### PASSAGE PROVIDED
For as long as we’ve had technology, we’ve had scammers. Crooks have been fooling people since the invention of writing on clay tablets, and many of the modern email scams aren’t much more advanced than that. I’m talking here about our good friends the Nigerian scammers. These don’t always come from Nigeria, but they follow a basic pattern. They begin with an email, something like this:
My dear Brother or Sister in Christ, I am Mrs Penelope Wakandaforever, Widdow of the Late Minister of State, Sports, Racing and The Arts, Nigeria. I am Writeing to you In order to Commence Discussions on the matter of a Quantitie of Moneys, To Whit six Hundred thosand US Dollars ($700,000 US dollars)…
The emails typically go to explain that this “respectable” member of Nigerian society wants to send a large portion of money to you in secret, so that you can pass it to some worthy charity without attracting the attention of the government. Naturally, you will then get to keep some of the money as a “fee for your services”. If you fall for this, the scammers will first ask you to send them some money, a “small” amount like a thousand dollars, to grease the wheels and assist in making the
larger transfer. If they convince you, you may end up sending them increasingly larger “small” amounts for various reasons, all the while being promised a big pay-day that never comes.
I can’t imagine anyone I know falling for this sort of thing, but there must be some out there, enough to keep these scammers in business. Looking through my own email spam folder, I see a very low-effort version with the words “Good Day, Please, I want to discuss a business proposal with you…” as well as a genuine old-school Nigerian scam that begins “Greetings to you, You have been gifted US$,18,700.000 Million (eighteen million seven hundred thousand) in 2025 Donation Funds. Contact me only at my private email below for your claiming…”
So it still happens.
Escalation: the scammers discover spell-check
There is a theory that the terrible spelling and grammar in these emails is a feature, not a bug. The idea, I think, is that intelligent, well-educated people like you and me would never fall for something so obvious, but that’s all right because they don’t want people like you and me to fall for it. Those other people have money too, and they are much less trouble for a busy scammer because they don’t ask questions like “why Do You put Capital letters In Random places in Your emails?” and “since when does the Nigerian government have a Minister of State for Sports, Racing and the Arts?” Instead, they believe what they’re told, which is what the scammers want. So the spelling is a way to weed out people who won’t be profitable.

In recent years, however, it appears that the number of people who believe everything they read has diminished somewhat, and so the scammers have turned to other targets. I discovered this when I recently put an advertisement on Facebook, shown at the right. I don’t do that often, but I tried it last Easter and had some success, so I thought I’d give it another try, This time it didn’t seem to attract any new customers, but I did get a steady stream of emails that claimed to be from Meta, the company behind Facebook, but were really scams.

### EXERCISE GOAL
Carry on the essay about email scams from the point where it ends.

### MATERIAL PROVIDED
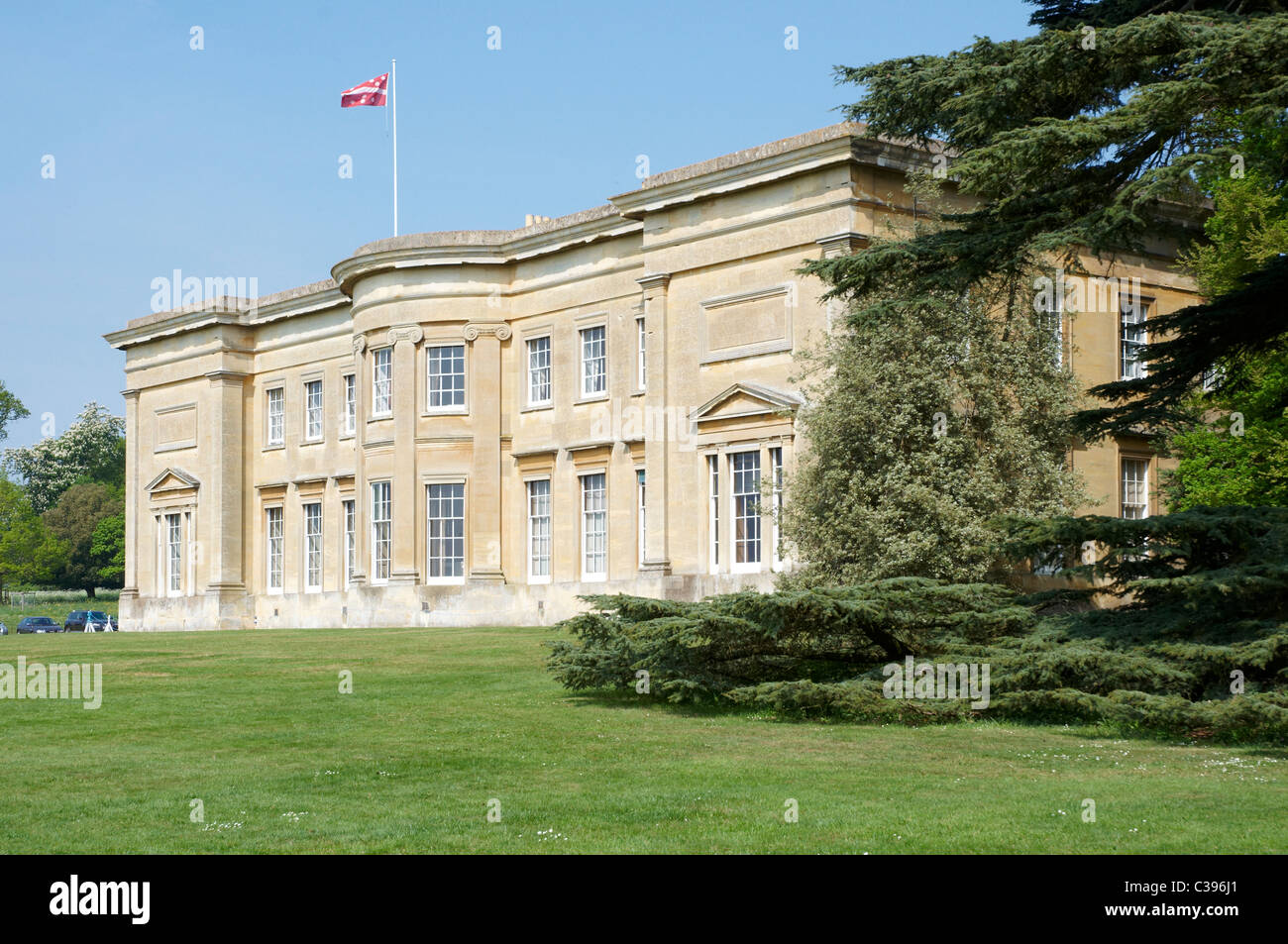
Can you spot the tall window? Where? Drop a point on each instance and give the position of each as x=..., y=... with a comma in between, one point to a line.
x=539, y=531
x=446, y=376
x=1134, y=487
x=313, y=410
x=539, y=371
x=274, y=549
x=640, y=353
x=593, y=527
x=351, y=403
x=381, y=381
x=713, y=513
x=593, y=361
x=313, y=546
x=776, y=464
x=174, y=553
x=1132, y=338
x=445, y=505
x=275, y=416
x=1052, y=326
x=381, y=531
x=351, y=541
x=745, y=469
x=640, y=513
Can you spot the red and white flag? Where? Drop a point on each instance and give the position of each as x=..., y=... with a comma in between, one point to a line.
x=372, y=91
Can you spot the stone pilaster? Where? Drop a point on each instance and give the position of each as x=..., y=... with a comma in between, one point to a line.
x=223, y=510
x=130, y=591
x=404, y=338
x=361, y=496
x=484, y=505
x=657, y=438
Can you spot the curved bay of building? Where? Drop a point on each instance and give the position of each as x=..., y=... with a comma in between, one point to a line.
x=478, y=428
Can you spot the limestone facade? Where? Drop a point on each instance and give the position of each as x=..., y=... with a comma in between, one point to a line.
x=476, y=428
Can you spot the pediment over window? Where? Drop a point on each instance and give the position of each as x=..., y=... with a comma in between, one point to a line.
x=172, y=479
x=748, y=399
x=746, y=412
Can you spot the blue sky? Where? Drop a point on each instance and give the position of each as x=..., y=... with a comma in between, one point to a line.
x=223, y=161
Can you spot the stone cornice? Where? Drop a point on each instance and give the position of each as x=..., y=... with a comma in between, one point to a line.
x=406, y=333
x=497, y=329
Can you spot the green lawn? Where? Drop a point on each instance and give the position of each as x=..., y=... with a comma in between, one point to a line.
x=442, y=721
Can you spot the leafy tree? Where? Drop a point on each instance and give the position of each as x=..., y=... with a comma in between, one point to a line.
x=931, y=413
x=1093, y=136
x=1235, y=449
x=75, y=520
x=11, y=410
x=1197, y=648
x=91, y=450
x=107, y=549
x=27, y=556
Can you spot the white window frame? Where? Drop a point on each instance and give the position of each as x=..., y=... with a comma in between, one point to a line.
x=590, y=517
x=1052, y=327
x=533, y=371
x=539, y=545
x=432, y=378
x=1136, y=322
x=640, y=353
x=441, y=520
x=172, y=523
x=776, y=471
x=279, y=415
x=349, y=509
x=640, y=515
x=589, y=376
x=742, y=546
x=351, y=403
x=313, y=556
x=274, y=549
x=713, y=513
x=313, y=413
x=1137, y=485
x=382, y=381
x=381, y=504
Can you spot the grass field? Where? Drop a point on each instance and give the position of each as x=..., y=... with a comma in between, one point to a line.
x=441, y=721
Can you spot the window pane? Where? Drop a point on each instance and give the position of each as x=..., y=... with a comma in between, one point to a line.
x=313, y=545
x=593, y=526
x=446, y=530
x=174, y=557
x=746, y=506
x=351, y=403
x=275, y=416
x=313, y=410
x=446, y=376
x=539, y=528
x=351, y=541
x=381, y=381
x=539, y=369
x=593, y=361
x=274, y=549
x=1134, y=488
x=381, y=531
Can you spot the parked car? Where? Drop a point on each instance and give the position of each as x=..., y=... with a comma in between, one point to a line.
x=89, y=621
x=38, y=623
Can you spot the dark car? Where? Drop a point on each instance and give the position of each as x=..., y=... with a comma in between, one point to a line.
x=97, y=621
x=38, y=623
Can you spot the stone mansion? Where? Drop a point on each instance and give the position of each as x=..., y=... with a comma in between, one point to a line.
x=475, y=428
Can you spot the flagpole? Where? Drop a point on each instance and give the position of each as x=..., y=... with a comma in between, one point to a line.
x=393, y=101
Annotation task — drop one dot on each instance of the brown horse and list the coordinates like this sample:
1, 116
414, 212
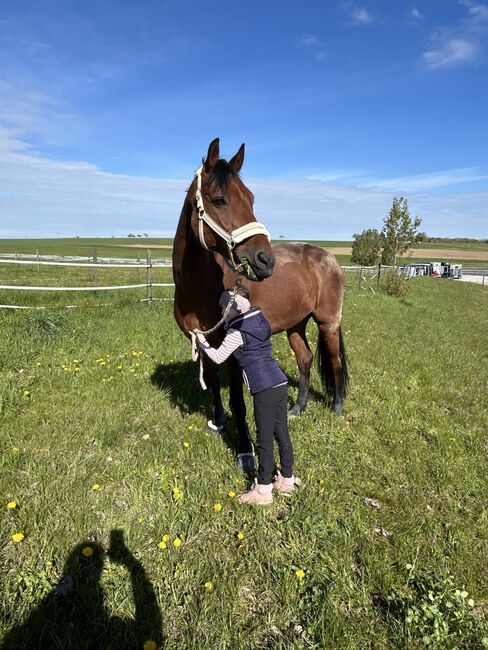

### RESPONSE
They started coming not long after my ad was approved, and continued for the entire time it was running. They looked very official, with all the same styling and language as the real Meta emails, but crucially they were addressed to “Dear Huon Computer Solutions” rather than to “Dear Paul Sleigh” like the real ones always were. And when I hovered my mouse over the links, they pointed to some very dodgy-looking addresses, not facebook.com or anything like it. Instant red flag!
Here’s an example of one. Click or tap to see it full-size.
It’s quite convincing. A strong sense of urgency, a lot of sentences with verbs that agree with their nouns, and not a single Out of Place Capital letter To Be seen. If not for the fact that I also had emails from the same alleged source that indicated that my ad was running with no trouble, and which addressed me by name, I would almost have worried!
I am worried, though, at this change in focus. Previously, most of us could fool ourselves that the scammers weren’t after us. It’s the stupid people, we could say, ignoring the fact that dyslexia or an interrupted school career are nothing to do with stupidity and it’s insulting to say otherwise. But now, the vultures have come home to roost: having milked the poor spellers dry, the scammers are employing English graduates of their own to make their scams look plausible to the rest of us. Where will that end up? Nowhere good, I’m sure.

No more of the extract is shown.